→ Prompt:
Please recast the listing below as a Markdown table with the columns Row and Line, from the line with "In this exercise you will locate the front" up to and including the line with "point(65, 122)". Number each row and leave out blank lines.

→ Source material:
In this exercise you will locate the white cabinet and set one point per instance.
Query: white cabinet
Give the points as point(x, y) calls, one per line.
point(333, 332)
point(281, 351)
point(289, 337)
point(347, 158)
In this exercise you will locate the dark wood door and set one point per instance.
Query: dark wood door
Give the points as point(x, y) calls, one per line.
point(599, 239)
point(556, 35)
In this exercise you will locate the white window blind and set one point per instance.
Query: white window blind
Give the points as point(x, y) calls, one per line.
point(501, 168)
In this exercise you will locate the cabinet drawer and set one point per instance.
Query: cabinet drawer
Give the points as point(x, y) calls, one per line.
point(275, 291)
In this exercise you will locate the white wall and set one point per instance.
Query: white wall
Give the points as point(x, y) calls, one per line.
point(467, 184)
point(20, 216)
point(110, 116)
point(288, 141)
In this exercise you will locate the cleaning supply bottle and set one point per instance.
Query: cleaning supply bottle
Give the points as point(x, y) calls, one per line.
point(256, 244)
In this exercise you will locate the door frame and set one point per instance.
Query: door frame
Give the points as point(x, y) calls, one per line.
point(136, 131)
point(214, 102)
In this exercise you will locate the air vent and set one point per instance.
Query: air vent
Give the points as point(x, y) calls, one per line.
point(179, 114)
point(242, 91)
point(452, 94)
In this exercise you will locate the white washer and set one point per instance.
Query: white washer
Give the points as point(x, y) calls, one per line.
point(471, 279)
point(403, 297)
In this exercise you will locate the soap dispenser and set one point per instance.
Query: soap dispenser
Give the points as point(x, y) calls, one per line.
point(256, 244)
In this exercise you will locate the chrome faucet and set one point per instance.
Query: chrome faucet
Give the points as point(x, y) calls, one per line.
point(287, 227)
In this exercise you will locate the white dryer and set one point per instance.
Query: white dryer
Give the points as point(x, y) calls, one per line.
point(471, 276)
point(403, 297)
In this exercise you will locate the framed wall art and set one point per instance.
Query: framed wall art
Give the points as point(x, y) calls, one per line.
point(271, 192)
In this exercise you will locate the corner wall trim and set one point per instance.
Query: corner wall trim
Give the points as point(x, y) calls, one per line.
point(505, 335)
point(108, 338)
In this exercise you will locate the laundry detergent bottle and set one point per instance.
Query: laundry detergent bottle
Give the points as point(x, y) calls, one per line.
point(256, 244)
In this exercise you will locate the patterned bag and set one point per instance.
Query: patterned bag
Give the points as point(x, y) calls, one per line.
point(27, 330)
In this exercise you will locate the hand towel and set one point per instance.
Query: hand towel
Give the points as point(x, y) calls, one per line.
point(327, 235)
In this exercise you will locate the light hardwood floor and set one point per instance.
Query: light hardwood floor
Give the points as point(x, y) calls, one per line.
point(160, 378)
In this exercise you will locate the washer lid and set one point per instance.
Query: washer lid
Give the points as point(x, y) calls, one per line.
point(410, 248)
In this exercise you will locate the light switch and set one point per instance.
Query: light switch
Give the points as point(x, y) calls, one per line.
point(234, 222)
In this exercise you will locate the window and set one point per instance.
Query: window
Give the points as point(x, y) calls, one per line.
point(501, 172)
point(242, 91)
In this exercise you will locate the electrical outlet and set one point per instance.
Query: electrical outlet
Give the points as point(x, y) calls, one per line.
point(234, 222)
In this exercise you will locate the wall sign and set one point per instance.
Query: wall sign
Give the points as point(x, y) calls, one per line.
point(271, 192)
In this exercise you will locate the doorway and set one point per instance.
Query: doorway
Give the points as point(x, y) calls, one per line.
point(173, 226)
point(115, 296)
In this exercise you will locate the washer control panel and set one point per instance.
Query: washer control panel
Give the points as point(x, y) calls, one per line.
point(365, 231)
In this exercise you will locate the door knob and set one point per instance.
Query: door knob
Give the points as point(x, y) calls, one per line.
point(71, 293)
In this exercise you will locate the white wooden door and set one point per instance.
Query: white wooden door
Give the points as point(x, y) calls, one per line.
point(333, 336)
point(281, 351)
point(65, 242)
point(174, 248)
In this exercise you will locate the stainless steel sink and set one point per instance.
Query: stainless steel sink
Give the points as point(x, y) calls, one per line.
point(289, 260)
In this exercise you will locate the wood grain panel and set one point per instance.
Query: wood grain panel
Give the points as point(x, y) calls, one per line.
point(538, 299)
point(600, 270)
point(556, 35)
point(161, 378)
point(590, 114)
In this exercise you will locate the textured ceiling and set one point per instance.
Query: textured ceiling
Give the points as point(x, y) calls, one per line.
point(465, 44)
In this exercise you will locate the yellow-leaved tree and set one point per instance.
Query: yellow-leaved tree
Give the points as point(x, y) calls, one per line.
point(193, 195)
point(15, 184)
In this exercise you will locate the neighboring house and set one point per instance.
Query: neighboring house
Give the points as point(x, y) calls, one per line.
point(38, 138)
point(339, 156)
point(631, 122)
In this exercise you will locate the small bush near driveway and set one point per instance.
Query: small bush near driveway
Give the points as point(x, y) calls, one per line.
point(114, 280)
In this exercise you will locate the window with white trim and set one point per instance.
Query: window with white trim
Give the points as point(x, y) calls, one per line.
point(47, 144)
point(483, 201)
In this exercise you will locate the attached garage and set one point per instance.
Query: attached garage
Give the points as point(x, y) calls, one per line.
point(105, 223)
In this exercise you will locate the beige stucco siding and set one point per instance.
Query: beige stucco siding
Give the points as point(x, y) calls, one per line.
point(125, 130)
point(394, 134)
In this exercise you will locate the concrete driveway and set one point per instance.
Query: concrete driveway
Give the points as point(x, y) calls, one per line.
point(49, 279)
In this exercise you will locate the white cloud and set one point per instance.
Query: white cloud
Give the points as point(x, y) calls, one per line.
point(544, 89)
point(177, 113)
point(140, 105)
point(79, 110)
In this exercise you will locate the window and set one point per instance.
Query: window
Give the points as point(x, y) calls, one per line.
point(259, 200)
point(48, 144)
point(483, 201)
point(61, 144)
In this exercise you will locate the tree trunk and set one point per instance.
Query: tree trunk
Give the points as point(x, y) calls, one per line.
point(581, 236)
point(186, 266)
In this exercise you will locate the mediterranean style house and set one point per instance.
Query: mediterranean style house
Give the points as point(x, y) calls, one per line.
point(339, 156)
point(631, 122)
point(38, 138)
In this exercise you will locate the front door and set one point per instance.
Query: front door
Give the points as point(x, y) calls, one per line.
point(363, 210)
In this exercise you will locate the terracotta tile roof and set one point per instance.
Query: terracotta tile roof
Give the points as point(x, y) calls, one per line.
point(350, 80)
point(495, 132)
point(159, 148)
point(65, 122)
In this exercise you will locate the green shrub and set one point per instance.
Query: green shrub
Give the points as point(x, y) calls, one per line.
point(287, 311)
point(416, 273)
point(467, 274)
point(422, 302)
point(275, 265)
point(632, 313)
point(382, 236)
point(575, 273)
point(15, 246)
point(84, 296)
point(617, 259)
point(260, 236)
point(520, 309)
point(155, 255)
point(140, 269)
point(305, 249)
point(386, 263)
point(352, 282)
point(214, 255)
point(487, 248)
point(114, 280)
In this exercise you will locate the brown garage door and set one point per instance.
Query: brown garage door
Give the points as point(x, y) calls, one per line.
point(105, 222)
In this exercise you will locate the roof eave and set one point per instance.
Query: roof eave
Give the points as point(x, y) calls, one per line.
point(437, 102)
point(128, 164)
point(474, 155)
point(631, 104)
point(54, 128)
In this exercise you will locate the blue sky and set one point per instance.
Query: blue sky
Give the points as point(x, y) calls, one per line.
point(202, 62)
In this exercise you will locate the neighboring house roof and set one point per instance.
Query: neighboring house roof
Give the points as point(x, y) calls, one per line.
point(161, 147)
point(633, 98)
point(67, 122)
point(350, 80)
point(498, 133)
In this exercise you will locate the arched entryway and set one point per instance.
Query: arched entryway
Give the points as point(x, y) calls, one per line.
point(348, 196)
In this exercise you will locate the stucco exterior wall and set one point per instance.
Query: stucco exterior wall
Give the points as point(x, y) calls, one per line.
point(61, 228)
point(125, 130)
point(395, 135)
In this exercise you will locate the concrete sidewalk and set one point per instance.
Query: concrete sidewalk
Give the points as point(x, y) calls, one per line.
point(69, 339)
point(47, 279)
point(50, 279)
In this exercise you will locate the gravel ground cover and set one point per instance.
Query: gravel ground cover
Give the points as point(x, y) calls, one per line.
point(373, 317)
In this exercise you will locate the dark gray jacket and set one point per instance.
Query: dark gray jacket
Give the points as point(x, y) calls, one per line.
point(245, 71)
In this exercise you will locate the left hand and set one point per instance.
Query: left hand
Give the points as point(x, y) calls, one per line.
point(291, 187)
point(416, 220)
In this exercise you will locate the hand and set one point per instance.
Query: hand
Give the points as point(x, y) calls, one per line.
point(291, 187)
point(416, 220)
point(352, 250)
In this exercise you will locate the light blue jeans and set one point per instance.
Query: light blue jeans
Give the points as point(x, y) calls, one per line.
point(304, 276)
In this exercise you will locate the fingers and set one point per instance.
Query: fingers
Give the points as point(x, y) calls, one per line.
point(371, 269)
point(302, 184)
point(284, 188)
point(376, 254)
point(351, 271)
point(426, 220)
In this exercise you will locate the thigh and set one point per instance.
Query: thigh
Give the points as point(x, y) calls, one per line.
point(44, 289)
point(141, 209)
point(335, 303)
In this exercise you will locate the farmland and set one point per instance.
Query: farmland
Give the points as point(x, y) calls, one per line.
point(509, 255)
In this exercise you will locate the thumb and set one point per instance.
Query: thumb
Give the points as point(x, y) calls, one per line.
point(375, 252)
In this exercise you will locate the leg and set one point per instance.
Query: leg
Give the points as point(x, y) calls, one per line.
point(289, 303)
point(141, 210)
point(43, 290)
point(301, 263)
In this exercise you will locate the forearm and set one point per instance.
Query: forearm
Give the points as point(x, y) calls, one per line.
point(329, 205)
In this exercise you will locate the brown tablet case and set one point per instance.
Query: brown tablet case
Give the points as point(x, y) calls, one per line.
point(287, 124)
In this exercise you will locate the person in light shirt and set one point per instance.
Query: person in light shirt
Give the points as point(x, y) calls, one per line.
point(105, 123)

→ Correct result:
| Row | Line |
|---|---|
| 1 | In this exercise you will locate the front door and set one point per instance. |
| 2 | Query: front door |
| 3 | Give the points as point(x, y) calls, one per line. |
| 4 | point(363, 210) |
| 5 | In this exercise you will locate the terracotta tile roof and set one point per instance. |
| 6 | Query: terracotta tile roof |
| 7 | Give the points as point(x, y) calls, one per line. |
| 8 | point(350, 80) |
| 9 | point(495, 132) |
| 10 | point(159, 148) |
| 11 | point(65, 122) |